| The input |
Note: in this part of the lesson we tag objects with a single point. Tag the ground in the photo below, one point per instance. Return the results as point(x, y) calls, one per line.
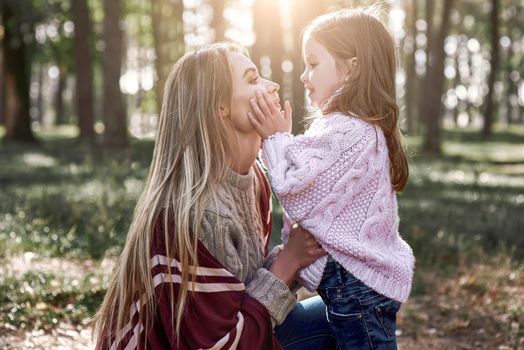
point(459, 311)
point(65, 208)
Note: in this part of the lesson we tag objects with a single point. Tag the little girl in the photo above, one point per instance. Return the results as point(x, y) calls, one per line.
point(339, 179)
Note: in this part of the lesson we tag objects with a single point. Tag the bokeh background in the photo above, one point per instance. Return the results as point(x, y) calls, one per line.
point(80, 90)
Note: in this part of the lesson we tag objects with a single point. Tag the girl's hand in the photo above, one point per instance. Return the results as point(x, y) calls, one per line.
point(268, 118)
point(301, 250)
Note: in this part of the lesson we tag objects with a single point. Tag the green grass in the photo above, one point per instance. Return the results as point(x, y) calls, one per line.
point(64, 199)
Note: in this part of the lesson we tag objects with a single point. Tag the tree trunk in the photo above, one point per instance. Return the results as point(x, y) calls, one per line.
point(40, 97)
point(434, 83)
point(168, 32)
point(411, 74)
point(268, 26)
point(16, 72)
point(84, 71)
point(489, 111)
point(2, 82)
point(115, 119)
point(60, 118)
point(219, 23)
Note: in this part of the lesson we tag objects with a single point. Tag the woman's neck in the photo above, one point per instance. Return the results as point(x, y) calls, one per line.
point(246, 152)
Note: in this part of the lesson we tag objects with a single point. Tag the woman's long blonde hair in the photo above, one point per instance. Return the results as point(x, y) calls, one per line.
point(191, 157)
point(369, 91)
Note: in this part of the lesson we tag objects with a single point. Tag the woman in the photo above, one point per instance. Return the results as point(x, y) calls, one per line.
point(193, 272)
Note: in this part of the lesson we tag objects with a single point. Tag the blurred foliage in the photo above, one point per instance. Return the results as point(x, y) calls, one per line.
point(64, 199)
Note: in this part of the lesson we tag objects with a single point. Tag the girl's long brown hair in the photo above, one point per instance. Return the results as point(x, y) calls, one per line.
point(369, 90)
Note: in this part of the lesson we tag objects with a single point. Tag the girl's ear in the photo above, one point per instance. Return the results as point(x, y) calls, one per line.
point(224, 111)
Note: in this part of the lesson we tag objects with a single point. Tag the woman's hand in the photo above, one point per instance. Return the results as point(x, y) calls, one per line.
point(268, 118)
point(301, 250)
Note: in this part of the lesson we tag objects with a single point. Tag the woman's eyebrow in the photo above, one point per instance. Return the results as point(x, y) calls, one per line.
point(310, 56)
point(248, 71)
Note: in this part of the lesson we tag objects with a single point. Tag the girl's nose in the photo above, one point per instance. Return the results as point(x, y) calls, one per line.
point(273, 87)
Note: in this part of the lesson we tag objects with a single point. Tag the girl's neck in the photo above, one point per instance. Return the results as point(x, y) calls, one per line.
point(247, 151)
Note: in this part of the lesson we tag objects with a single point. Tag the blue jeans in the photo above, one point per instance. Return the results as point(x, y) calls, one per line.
point(306, 327)
point(359, 317)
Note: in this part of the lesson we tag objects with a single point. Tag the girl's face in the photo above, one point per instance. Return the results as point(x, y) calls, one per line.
point(321, 77)
point(246, 82)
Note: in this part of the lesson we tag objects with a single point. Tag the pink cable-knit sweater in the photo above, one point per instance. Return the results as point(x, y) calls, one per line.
point(334, 180)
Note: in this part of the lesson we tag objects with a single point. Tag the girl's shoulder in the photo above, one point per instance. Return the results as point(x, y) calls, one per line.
point(345, 121)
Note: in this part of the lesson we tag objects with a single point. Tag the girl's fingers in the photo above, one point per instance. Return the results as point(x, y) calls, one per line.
point(273, 108)
point(258, 113)
point(263, 104)
point(288, 112)
point(254, 121)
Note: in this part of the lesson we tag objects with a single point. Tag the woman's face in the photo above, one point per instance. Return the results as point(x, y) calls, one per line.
point(246, 82)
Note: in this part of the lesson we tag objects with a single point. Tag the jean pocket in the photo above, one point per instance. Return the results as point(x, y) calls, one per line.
point(347, 310)
point(386, 313)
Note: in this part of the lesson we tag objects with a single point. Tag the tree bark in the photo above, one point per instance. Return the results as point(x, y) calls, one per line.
point(84, 71)
point(168, 32)
point(2, 82)
point(411, 74)
point(302, 15)
point(60, 118)
point(115, 119)
point(16, 72)
point(268, 26)
point(489, 111)
point(434, 84)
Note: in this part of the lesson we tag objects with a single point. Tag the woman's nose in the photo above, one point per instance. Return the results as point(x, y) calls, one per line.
point(303, 76)
point(273, 87)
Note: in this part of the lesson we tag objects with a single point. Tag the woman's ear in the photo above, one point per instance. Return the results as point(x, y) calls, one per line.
point(224, 111)
point(349, 66)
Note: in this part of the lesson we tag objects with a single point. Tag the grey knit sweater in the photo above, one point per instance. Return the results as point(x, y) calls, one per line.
point(231, 230)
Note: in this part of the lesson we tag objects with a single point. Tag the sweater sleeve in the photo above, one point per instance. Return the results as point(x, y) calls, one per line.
point(296, 163)
point(264, 286)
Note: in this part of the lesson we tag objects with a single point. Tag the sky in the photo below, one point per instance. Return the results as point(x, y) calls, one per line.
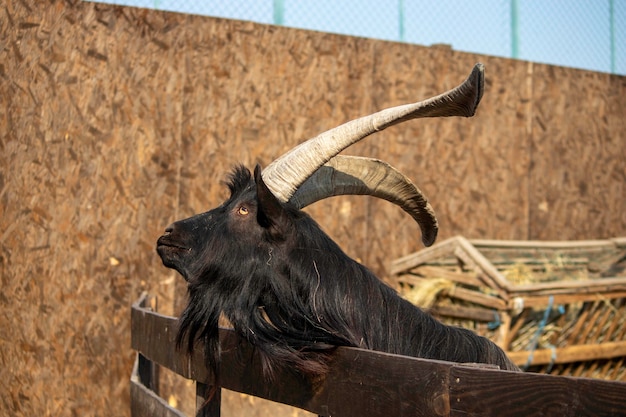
point(587, 34)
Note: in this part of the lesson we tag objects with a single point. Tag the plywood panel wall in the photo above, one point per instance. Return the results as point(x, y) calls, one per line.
point(115, 122)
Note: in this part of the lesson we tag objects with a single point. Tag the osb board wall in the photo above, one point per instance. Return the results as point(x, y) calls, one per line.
point(116, 121)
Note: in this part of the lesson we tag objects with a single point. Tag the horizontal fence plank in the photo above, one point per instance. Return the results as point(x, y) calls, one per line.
point(145, 402)
point(484, 393)
point(364, 382)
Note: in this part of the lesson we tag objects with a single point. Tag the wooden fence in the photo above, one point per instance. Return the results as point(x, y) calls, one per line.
point(361, 382)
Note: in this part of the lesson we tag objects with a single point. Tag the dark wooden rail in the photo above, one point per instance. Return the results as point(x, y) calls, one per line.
point(363, 382)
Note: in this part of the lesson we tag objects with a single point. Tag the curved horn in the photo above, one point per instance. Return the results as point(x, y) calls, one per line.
point(344, 175)
point(289, 171)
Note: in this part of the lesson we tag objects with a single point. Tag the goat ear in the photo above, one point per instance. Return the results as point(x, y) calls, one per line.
point(270, 214)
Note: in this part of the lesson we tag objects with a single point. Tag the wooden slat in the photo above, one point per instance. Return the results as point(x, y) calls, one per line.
point(564, 298)
point(578, 287)
point(477, 297)
point(544, 244)
point(470, 313)
point(411, 261)
point(146, 403)
point(500, 283)
point(567, 354)
point(363, 382)
point(485, 393)
point(428, 271)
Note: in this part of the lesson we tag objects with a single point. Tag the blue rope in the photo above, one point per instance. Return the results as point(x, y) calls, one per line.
point(492, 325)
point(542, 325)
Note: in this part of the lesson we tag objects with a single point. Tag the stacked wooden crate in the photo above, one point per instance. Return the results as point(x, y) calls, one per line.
point(555, 307)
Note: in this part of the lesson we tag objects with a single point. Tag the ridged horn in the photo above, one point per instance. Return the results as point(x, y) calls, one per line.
point(350, 175)
point(291, 170)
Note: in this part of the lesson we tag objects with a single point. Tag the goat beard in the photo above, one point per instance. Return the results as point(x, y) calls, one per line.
point(199, 325)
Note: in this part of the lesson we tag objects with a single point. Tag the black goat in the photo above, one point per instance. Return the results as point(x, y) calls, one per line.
point(284, 285)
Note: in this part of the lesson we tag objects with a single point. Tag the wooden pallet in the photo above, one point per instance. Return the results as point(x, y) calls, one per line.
point(555, 307)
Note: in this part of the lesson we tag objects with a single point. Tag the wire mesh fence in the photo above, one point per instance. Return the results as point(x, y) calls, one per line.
point(577, 33)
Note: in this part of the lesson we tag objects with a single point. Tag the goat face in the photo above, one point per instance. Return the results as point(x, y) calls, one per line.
point(211, 245)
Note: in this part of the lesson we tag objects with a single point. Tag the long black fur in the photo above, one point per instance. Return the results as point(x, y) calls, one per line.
point(291, 291)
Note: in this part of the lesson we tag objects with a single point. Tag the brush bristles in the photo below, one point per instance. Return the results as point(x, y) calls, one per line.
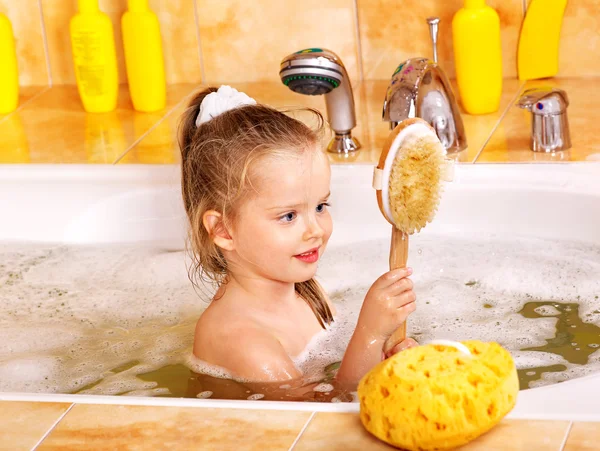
point(415, 182)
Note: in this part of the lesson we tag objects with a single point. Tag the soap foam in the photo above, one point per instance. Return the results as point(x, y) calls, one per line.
point(95, 318)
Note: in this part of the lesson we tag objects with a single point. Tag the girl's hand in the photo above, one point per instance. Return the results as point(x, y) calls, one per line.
point(387, 304)
point(402, 346)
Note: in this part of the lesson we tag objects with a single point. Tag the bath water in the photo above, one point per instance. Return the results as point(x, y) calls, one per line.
point(119, 320)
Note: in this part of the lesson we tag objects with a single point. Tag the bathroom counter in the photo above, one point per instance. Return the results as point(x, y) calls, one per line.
point(51, 127)
point(58, 426)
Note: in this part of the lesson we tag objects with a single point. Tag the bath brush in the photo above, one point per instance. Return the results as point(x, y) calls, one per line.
point(440, 395)
point(408, 180)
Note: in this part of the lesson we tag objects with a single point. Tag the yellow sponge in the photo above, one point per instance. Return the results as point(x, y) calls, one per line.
point(436, 397)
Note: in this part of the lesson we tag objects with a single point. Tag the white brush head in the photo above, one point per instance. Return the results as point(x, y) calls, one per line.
point(411, 169)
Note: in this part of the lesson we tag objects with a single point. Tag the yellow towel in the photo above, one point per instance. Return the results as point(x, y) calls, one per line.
point(436, 397)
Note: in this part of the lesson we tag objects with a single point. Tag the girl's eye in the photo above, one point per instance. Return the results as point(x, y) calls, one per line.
point(321, 207)
point(288, 217)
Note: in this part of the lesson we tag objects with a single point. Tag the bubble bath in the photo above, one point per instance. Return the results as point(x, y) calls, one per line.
point(108, 319)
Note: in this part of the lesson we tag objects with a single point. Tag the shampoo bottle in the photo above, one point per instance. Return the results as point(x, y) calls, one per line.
point(478, 57)
point(9, 74)
point(144, 57)
point(95, 58)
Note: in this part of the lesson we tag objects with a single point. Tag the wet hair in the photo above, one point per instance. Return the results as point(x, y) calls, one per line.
point(216, 159)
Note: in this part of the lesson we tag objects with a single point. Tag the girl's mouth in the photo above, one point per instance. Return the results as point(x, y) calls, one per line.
point(309, 257)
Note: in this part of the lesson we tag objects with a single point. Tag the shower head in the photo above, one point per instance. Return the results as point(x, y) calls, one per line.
point(318, 71)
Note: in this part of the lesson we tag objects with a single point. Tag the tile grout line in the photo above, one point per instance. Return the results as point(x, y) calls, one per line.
point(358, 42)
point(302, 431)
point(46, 49)
point(58, 420)
point(198, 38)
point(21, 106)
point(151, 129)
point(564, 442)
point(511, 104)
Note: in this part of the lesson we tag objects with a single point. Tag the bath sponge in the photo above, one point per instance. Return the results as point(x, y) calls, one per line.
point(437, 397)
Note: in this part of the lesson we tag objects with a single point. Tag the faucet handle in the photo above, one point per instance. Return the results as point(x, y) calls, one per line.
point(544, 101)
point(550, 125)
point(433, 31)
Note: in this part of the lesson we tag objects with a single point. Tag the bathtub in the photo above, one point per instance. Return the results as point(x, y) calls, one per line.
point(130, 203)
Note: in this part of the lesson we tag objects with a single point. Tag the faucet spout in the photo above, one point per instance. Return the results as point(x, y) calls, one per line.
point(420, 88)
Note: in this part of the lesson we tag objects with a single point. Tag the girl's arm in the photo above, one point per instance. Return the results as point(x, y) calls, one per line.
point(387, 305)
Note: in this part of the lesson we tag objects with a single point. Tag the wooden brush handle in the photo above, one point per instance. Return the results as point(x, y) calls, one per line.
point(398, 258)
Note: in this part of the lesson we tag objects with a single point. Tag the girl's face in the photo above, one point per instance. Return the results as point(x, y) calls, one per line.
point(281, 232)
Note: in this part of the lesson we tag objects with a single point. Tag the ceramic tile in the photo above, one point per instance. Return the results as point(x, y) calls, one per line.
point(511, 140)
point(88, 427)
point(583, 437)
point(243, 42)
point(579, 46)
point(160, 145)
point(522, 435)
point(25, 19)
point(339, 431)
point(579, 49)
point(23, 424)
point(54, 128)
point(178, 30)
point(392, 32)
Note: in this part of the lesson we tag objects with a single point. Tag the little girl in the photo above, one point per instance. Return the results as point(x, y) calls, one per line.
point(255, 187)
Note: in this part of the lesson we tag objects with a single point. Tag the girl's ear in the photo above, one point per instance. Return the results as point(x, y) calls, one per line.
point(213, 223)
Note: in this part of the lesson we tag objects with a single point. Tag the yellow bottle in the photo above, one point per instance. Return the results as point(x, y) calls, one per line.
point(539, 40)
point(144, 57)
point(478, 57)
point(95, 58)
point(9, 75)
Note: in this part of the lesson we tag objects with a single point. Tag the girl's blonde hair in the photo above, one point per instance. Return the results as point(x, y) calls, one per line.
point(216, 159)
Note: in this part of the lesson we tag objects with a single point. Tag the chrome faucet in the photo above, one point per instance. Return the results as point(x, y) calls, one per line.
point(319, 71)
point(549, 125)
point(420, 88)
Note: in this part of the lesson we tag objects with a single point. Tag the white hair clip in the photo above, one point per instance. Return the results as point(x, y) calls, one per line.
point(224, 99)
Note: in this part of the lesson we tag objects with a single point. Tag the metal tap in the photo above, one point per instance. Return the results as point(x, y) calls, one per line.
point(549, 125)
point(420, 88)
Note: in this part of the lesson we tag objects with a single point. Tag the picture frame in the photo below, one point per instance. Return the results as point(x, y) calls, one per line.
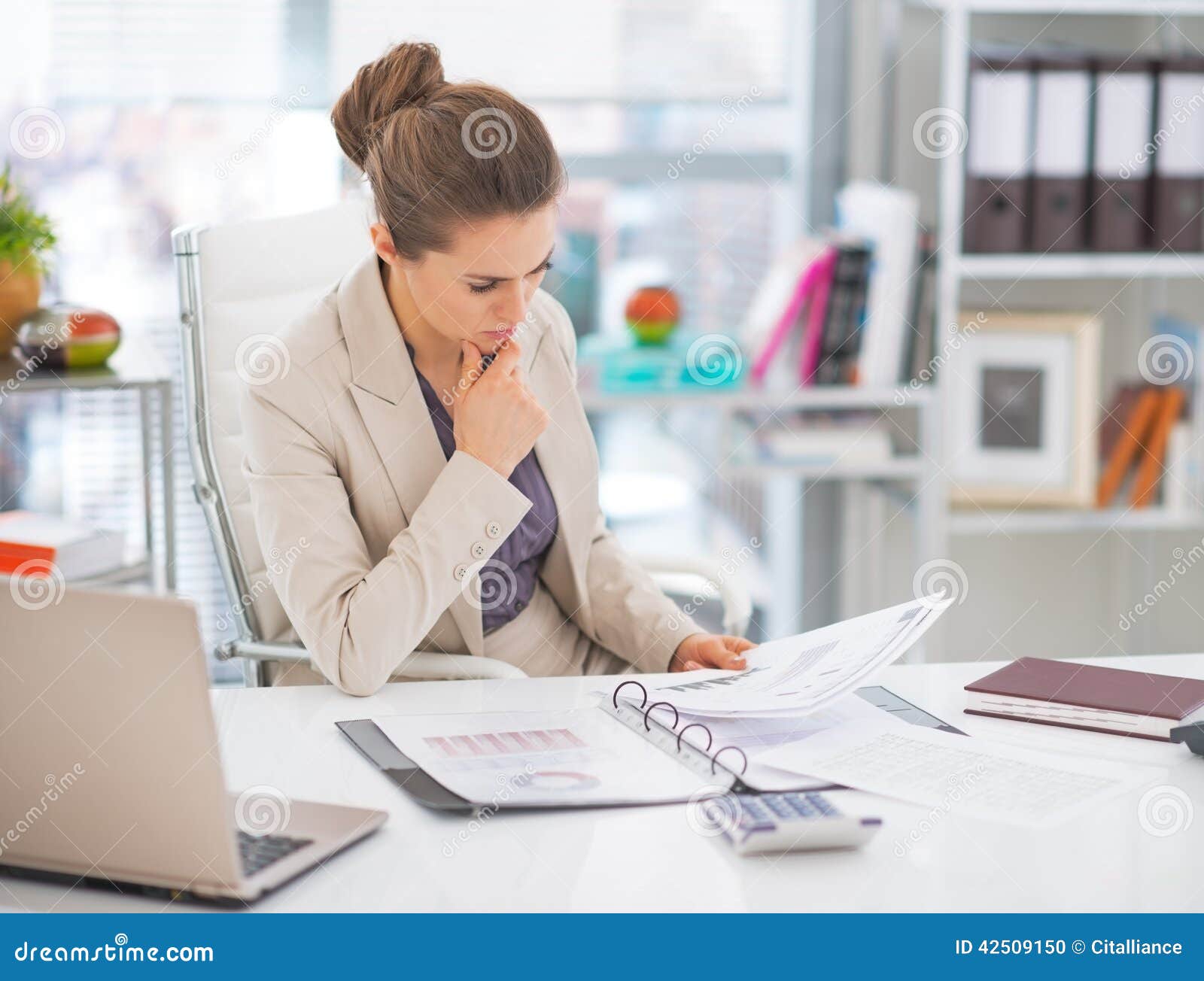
point(1021, 406)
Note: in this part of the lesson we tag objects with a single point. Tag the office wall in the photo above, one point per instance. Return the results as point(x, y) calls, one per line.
point(1032, 594)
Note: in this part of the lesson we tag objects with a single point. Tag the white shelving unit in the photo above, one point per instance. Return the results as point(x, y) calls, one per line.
point(955, 269)
point(784, 484)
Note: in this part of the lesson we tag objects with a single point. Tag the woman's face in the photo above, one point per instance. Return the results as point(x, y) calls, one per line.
point(481, 290)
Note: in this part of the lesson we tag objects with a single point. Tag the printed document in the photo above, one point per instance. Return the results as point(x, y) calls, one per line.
point(804, 673)
point(966, 776)
point(540, 758)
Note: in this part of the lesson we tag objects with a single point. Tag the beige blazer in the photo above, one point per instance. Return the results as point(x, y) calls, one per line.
point(348, 478)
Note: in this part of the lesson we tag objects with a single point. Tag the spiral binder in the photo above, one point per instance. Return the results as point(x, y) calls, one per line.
point(668, 738)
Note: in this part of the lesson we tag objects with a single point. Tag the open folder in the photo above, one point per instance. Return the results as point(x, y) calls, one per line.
point(648, 742)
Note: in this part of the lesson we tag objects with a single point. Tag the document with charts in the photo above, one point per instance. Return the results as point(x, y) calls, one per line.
point(975, 778)
point(800, 674)
point(540, 758)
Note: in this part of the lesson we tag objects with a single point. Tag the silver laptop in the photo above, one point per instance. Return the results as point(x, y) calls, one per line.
point(110, 770)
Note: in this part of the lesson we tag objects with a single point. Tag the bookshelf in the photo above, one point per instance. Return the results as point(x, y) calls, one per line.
point(956, 269)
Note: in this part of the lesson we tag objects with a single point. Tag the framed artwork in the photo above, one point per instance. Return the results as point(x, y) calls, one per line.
point(1021, 399)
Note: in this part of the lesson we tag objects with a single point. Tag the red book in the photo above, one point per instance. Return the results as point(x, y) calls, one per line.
point(1084, 697)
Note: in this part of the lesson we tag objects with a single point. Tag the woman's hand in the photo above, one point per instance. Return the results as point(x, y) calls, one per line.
point(495, 418)
point(710, 650)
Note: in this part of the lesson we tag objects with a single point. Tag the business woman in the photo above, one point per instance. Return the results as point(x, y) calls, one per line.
point(425, 463)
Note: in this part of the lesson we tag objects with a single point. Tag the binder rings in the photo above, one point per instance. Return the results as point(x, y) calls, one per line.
point(720, 766)
point(1179, 156)
point(1123, 166)
point(999, 162)
point(1061, 162)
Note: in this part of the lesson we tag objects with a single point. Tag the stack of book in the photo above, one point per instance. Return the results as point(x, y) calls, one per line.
point(842, 310)
point(40, 545)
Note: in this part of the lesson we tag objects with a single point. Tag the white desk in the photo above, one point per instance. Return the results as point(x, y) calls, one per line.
point(648, 858)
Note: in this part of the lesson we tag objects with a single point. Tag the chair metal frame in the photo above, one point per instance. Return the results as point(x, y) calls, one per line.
point(251, 645)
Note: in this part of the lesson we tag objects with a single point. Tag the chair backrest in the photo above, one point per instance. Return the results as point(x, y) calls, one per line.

| What to work on |
Go to the line with "the white desk" and set down that line and every line after it, through the end of the material above, word for word.

| Final answer |
Note: in this part of the lesson we tag objects with a single point. Tag the white desk in the photo above, one point per instance. Return the results as point(x, y) calls, one per line.
point(648, 858)
Note: in this part of the lesson we tag objects with a single point. Tag the chair metal frame in the photo above, one point per instance. Return the results as point(x, y) calls, one per line.
point(251, 645)
Note: in this part of the lesson we tag objects with a single point. Tag the chair backrest in the photo above, one point per instance. Return the results as point(x, y) calls, one per line.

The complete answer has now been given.